Given passage.
»»

Gov. Cuomo will never be confused with Fiorello La Guardia. “When I make a mistake, it’s a beaut,” the legendary mayor of New York once confessed.

Unfortunately, Cuomo’s pride and political calculations don’t allow him to admit error even as he finally reverses one of the mostly deadly policy mistakes in New York history.

Nursing homes and rehabilitation centers have tallied more than 5,000 coronavirus deaths, yet the governor accepts zero responsibility despite his March 25th order forcing them to take infected patients from hospitals.

Now he says they no longer have to do that, announcing Sunday that “a hospital cannot discharge a person who is COVID positive to a nursing home.”

Indeed, the initial order denied nursing homes the right even to ask if patients being sent by hospitals had tested positive for the coronavirus.

Now hospitals must do discharge tests and only those who are negative can be referred to nursing homes.

Said one nursing home executive, “It feels at least a month too late.”

The move comes amid growing calls for an independent investigation of the nursing home catastrophe, where the death count dwarfs the total deaths in every other state except New Jersey.

Still, Cuomo claims the reversal is not a reversal, nor is it a recognition of the fatal impact of the initial order.

“Whatever we’re doing has worked, on the facts,” he insisted.

He should try selling that view to Maria Porteus. She lost her father, Carlos Gallegos, to the coronavirus in a Long Island nursing home last month soon after the state forced it to accept infected patients. She watched the governor Sunday and was left steaming.

“I’m still angry and I’m still hurt,” she said. “It’s a slap in the face for him because he’s not taking responsibility for what happened to my father and so many others.”

Porteus said she’s part of a Facebook group that has nearly 250 members who lost loved ones in nursing homes, adding: “The stories are all almost the same. And Cuomo’s still acting like he’s not the one who did this order, like it’s somebody else or it’s the nursing homes’ fault.”

Arlene Mullin, who lost her father under similar circumstances, also was unhappy with Cuomo Sunday. She said in an e-mail:

“In light of how many mothers lost their lives, it was distasteful to use his press conference as a tribute to his mother. He could have called her privately to wish her well on Mother’s Day. It was insensitive to those people whose mothers died in nursing homes due to his cruel policy.”

««

Records provided.
»»

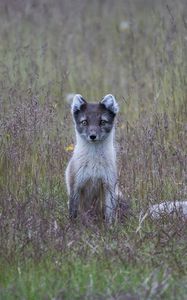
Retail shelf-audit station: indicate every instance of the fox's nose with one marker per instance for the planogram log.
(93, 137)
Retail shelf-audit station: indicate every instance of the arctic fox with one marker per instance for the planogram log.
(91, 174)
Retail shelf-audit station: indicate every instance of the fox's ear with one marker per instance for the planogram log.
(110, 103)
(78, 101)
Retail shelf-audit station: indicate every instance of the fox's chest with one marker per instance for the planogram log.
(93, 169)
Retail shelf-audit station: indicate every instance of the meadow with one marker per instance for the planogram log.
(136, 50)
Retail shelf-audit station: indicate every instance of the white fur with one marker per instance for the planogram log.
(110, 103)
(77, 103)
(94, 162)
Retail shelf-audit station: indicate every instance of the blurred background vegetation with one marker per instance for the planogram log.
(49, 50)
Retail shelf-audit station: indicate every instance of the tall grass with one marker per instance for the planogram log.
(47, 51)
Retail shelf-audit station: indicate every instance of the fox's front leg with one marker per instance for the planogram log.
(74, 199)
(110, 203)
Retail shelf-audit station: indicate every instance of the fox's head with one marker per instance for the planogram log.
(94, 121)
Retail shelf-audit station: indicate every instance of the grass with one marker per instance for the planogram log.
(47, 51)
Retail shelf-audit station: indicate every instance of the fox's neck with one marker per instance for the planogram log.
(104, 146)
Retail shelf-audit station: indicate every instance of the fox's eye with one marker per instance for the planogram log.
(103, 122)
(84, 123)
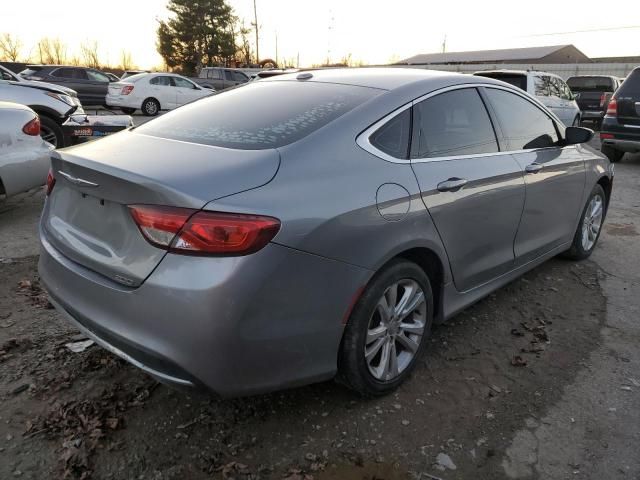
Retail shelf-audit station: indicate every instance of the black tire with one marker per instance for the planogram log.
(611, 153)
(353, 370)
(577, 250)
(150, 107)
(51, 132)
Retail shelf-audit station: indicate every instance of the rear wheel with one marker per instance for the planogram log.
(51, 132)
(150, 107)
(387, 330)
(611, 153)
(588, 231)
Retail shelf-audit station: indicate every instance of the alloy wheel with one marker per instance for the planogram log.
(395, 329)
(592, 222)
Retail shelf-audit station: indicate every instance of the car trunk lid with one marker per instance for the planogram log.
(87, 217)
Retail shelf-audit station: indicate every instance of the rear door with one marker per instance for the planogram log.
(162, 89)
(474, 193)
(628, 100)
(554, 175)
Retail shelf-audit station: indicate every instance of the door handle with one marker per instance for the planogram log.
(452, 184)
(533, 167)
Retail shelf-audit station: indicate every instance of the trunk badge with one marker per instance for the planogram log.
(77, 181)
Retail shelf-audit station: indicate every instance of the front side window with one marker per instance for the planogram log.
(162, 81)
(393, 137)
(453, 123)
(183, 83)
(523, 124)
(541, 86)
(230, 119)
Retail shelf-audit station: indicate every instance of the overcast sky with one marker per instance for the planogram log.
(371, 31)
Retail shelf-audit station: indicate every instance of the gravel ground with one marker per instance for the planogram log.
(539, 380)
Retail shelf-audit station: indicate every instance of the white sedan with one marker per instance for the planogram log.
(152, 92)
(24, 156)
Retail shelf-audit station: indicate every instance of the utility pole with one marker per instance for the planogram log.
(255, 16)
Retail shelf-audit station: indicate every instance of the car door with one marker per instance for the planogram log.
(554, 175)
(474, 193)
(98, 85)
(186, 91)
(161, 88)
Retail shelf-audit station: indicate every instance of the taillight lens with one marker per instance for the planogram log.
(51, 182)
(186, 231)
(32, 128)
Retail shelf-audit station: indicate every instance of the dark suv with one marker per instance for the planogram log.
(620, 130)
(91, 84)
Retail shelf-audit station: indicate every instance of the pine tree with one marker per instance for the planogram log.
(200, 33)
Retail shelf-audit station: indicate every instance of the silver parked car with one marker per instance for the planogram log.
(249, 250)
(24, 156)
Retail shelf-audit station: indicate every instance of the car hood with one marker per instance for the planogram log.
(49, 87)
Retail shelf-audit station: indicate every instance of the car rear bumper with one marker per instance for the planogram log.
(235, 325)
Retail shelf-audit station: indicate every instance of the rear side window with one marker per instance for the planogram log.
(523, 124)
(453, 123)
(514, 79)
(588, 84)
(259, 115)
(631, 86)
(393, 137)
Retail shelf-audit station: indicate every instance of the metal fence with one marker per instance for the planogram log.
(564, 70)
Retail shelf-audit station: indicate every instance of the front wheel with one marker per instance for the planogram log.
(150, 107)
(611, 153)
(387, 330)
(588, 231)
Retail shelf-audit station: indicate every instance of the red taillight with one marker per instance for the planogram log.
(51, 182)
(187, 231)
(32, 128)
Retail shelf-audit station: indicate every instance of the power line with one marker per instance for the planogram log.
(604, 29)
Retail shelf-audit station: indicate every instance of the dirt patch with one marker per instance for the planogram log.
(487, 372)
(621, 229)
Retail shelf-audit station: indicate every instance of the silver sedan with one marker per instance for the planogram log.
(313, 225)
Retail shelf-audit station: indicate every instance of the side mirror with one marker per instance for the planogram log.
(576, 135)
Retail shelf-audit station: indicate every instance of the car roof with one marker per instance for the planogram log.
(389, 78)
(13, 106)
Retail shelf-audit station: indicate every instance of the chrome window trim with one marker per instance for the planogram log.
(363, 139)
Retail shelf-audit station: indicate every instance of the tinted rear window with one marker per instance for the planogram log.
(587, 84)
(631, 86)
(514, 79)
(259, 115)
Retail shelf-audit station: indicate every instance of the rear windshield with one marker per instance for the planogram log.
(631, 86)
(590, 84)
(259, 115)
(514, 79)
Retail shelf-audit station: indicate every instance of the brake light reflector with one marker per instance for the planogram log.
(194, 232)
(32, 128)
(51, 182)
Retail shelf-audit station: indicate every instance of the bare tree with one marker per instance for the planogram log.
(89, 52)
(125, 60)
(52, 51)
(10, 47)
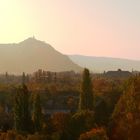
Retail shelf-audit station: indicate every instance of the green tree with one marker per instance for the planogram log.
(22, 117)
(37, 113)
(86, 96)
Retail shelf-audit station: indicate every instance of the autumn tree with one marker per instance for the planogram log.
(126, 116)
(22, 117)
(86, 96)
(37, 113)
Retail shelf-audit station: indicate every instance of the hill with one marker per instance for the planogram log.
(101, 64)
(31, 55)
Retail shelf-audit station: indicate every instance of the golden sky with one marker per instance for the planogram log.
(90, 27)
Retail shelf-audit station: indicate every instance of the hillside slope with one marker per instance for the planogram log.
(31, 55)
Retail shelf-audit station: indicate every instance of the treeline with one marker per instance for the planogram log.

««

Exercises.
(1) Please copy, word for word, the part of the nursing home piece above between "Now hospitals must" and "was left steaming.", inclusive.
(2) Condense the paragraph of the Cuomo nursing home piece that begins "He should try selling that view to Maria Porteus" into a shorter version that keeps its main facts.

Answers.
(1)
Now hospitals must do discharge tests and only those who are negative can be referred to nursing homes.

Said one nursing home executive, “It feels at least a month too late.”

The move comes amid growing calls for an independent investigation of the nursing home catastrophe, where the death count dwarfs the total deaths in every other state except New Jersey.

Still, Cuomo claims the reversal is not a reversal, nor is it a recognition of the fatal impact of the initial order.

“Whatever we’re doing has worked, on the facts,” he insisted.

He should try selling that view to Maria Porteus. She lost her father, Carlos Gallegos, to the coronavirus in a Long Island nursing home last month soon after the state forced it to accept infected patients. She watched the governor Sunday and was left steaming.

(2) Maria Porteus, who would reject Cuomo's view, lost her father, Carlos Gallegos, to the coronavirus last month in a Long Island nursing home, soon after the state forced it to take infected patients. Watching the governor on Sunday left her steaming.